Aim
Beginning at the line that contains "Segment every instance of the white tea", transcribe the remaining lines of the listing exactly; include the final line and omit everything before.

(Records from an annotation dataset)
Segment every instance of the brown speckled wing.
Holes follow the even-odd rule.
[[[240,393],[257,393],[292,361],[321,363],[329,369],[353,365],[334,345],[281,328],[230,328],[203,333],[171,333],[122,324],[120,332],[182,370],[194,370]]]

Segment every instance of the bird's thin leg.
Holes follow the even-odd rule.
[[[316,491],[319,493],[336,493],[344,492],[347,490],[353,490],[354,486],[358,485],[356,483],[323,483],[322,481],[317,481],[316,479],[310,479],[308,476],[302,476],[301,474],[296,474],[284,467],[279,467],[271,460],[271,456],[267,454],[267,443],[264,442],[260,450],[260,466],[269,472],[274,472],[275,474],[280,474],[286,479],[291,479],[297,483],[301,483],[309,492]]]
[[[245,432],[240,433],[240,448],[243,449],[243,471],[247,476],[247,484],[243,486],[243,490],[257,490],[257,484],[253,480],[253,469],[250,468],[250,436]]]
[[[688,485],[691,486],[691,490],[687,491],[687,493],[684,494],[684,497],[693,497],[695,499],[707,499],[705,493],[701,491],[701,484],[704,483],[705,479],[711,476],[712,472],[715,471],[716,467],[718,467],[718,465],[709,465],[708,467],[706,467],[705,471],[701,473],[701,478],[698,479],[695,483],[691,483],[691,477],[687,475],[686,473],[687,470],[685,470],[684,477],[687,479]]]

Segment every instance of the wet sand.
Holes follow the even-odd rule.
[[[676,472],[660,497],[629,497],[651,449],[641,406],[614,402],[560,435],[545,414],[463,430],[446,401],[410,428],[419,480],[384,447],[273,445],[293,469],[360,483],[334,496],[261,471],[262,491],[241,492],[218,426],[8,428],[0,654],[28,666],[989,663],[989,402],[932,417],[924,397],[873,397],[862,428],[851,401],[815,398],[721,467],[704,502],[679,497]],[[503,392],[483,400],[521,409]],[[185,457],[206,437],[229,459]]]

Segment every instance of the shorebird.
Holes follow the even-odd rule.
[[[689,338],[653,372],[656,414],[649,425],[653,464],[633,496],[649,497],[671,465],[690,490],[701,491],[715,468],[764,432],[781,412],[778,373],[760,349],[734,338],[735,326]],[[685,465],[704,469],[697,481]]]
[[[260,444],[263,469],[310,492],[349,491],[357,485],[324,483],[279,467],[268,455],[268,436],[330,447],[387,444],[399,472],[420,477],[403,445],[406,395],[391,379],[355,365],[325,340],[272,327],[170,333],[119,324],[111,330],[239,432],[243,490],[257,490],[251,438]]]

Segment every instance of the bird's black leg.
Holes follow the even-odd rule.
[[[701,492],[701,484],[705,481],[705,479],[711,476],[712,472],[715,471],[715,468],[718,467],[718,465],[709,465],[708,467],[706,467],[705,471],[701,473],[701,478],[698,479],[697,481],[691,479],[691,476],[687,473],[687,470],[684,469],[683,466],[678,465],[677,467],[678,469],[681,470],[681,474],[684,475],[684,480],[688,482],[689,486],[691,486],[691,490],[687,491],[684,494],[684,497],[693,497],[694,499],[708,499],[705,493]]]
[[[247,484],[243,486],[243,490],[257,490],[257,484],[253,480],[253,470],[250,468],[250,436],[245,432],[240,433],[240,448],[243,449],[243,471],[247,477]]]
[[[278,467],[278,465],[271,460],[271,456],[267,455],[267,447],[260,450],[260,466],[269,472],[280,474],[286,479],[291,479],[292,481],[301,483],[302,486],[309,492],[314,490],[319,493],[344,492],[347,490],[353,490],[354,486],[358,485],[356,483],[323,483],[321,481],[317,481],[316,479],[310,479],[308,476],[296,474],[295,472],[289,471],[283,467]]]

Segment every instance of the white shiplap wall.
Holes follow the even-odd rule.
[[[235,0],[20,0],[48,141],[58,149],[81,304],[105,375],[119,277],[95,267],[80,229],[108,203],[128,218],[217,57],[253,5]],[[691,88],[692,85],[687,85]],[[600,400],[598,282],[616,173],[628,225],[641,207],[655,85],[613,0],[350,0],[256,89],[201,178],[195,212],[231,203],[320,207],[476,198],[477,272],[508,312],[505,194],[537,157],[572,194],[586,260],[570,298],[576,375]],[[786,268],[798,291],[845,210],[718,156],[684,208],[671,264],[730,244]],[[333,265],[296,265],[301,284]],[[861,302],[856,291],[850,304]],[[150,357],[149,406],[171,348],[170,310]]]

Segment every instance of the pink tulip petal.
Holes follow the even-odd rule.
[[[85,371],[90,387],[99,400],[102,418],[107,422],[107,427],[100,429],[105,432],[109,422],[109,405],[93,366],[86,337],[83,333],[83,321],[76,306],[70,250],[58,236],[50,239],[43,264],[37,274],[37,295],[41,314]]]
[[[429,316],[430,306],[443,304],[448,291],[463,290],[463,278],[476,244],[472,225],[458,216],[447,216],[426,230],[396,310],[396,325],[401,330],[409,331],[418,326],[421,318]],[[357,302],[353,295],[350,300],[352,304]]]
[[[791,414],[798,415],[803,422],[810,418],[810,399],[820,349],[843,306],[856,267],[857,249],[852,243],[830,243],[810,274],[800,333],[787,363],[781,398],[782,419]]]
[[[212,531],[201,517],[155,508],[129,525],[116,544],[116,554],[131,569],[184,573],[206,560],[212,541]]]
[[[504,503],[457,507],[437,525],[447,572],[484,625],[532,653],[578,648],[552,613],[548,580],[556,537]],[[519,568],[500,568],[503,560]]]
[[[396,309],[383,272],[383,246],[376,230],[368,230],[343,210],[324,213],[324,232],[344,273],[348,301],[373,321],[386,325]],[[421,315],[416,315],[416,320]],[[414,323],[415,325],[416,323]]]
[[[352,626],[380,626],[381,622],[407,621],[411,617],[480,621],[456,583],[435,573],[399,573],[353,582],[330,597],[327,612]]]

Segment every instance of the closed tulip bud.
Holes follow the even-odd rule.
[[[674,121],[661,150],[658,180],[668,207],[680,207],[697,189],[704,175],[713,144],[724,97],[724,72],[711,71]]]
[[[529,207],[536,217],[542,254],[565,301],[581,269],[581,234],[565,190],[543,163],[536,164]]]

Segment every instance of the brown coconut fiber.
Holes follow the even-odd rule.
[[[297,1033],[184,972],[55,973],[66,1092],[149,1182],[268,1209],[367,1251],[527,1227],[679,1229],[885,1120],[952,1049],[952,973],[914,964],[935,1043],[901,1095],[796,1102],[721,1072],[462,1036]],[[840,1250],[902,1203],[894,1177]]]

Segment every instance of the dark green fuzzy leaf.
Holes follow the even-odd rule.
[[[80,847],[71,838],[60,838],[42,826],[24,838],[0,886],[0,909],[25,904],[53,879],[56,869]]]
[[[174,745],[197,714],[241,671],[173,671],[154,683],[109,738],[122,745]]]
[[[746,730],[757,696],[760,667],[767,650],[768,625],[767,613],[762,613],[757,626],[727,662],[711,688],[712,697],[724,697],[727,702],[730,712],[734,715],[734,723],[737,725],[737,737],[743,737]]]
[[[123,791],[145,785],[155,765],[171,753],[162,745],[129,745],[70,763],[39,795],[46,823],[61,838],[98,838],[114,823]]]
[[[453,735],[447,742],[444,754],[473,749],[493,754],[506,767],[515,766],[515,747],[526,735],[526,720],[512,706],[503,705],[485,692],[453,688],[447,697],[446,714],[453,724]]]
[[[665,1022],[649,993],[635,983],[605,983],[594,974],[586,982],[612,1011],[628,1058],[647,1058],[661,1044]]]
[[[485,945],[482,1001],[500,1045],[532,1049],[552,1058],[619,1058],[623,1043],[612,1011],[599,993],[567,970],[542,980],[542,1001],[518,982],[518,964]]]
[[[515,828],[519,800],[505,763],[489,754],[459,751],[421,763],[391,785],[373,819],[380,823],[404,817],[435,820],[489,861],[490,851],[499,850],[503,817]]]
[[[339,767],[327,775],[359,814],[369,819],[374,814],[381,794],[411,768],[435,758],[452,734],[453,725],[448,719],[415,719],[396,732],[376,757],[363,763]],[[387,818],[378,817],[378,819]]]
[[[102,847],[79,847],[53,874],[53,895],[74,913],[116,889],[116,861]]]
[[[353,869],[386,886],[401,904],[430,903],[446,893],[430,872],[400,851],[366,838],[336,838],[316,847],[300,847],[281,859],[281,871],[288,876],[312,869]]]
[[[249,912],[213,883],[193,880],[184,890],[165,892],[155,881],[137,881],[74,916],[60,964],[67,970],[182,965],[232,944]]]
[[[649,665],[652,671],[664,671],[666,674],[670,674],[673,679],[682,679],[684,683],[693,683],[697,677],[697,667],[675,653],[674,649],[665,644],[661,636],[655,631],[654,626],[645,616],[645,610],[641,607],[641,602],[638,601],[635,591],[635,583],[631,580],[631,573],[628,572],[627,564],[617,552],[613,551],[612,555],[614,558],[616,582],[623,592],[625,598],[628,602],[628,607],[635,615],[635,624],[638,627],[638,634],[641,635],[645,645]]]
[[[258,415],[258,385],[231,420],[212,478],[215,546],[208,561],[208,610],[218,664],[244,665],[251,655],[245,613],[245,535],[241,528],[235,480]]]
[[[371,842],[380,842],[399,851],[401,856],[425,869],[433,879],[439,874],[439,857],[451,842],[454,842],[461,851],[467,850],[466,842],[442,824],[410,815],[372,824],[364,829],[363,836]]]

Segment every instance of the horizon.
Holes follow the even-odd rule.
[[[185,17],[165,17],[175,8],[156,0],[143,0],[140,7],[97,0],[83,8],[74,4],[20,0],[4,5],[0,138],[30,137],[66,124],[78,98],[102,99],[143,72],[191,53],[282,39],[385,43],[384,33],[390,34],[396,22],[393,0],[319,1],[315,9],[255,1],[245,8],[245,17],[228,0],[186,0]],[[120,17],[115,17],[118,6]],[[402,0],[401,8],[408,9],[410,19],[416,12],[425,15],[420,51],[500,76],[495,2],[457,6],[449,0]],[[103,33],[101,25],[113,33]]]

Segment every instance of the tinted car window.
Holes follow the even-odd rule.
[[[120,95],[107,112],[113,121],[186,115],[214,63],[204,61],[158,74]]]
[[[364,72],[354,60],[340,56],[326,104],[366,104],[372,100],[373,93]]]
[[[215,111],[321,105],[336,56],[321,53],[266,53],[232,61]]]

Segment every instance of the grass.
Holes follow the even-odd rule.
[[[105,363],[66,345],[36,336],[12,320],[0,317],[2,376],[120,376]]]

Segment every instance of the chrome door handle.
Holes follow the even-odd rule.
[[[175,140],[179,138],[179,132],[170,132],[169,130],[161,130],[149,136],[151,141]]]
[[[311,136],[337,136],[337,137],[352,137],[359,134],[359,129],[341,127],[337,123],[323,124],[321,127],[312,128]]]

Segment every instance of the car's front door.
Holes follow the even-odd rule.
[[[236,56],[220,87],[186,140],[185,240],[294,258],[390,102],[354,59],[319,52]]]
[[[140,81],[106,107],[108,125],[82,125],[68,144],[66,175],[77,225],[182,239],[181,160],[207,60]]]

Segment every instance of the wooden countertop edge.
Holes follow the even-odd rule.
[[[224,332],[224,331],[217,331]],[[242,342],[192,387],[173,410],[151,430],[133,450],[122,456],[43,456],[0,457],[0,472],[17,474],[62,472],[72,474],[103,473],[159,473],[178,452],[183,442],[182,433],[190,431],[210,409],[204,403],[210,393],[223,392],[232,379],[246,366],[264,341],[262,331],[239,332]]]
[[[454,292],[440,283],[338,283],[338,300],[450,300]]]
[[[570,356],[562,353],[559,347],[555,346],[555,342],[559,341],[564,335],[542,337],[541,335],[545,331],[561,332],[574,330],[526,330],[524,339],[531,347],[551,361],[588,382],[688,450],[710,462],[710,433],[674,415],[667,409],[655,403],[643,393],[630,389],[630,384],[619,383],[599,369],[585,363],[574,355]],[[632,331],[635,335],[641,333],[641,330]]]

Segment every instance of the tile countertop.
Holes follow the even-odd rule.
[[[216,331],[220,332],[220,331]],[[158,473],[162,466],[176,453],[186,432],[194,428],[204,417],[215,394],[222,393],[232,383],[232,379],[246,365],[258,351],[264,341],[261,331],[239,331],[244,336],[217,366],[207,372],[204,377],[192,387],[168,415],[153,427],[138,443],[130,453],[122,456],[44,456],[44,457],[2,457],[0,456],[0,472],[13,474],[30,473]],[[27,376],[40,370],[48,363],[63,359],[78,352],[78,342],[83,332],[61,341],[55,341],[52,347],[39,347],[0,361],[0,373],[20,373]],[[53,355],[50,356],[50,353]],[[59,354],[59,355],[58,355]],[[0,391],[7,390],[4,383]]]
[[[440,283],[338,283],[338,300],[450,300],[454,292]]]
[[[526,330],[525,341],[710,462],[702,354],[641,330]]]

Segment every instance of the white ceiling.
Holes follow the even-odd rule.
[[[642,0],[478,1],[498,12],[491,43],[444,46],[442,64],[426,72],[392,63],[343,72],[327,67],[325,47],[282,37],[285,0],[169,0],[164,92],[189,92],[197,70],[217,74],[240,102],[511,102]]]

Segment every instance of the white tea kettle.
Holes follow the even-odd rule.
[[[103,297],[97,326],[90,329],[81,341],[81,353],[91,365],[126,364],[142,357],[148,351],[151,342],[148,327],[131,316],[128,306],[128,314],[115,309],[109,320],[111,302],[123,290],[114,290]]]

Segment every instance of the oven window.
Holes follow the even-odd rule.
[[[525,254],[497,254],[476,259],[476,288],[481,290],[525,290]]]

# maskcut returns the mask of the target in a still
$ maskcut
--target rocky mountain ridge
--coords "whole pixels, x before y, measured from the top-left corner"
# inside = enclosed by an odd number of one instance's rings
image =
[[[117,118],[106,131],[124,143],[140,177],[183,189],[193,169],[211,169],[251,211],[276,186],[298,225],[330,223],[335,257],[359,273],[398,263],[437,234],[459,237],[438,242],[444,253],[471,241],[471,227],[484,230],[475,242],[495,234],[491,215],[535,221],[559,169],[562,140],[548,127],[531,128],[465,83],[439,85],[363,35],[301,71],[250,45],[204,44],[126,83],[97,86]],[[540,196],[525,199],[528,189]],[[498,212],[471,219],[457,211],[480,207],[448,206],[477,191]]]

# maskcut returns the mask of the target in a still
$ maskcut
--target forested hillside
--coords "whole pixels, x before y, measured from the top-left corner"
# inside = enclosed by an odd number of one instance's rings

Task answer
Segment every instance of the white tea kettle.
Holes follow the even-odd rule.
[[[103,297],[97,326],[90,329],[81,341],[81,353],[91,365],[126,364],[142,357],[148,351],[151,342],[148,327],[131,316],[128,306],[128,314],[115,309],[109,320],[111,302],[123,290],[114,290]]]

Segment every instance of the oven window.
Holes follow the even-odd rule.
[[[525,254],[497,254],[476,259],[476,288],[481,290],[525,290]]]

# maskcut returns the mask of the target in a still
$ maskcut
--target rocky mountain ridge
--coords "whole pixels, x before y, measured from the top-left corner"
# inside = enclosed by an odd number of one instance's rings
image =
[[[117,118],[106,131],[124,143],[140,177],[183,189],[193,169],[211,169],[251,211],[276,186],[298,225],[330,223],[335,257],[359,273],[398,263],[437,234],[459,237],[438,242],[444,253],[471,241],[471,227],[484,230],[475,242],[495,234],[491,215],[535,221],[559,169],[562,140],[548,127],[531,128],[465,83],[439,85],[363,35],[301,71],[250,45],[204,44],[126,83],[97,86]],[[540,196],[525,199],[528,189]],[[498,212],[471,219],[457,211],[480,207],[448,206],[477,191]]]

# maskcut returns the mask of the target in a still
$ maskcut
--target forested hillside
--coords "whole pixels, x before y, measured from the top-left corner"
# inside = enclosed by an odd number of one instance's rings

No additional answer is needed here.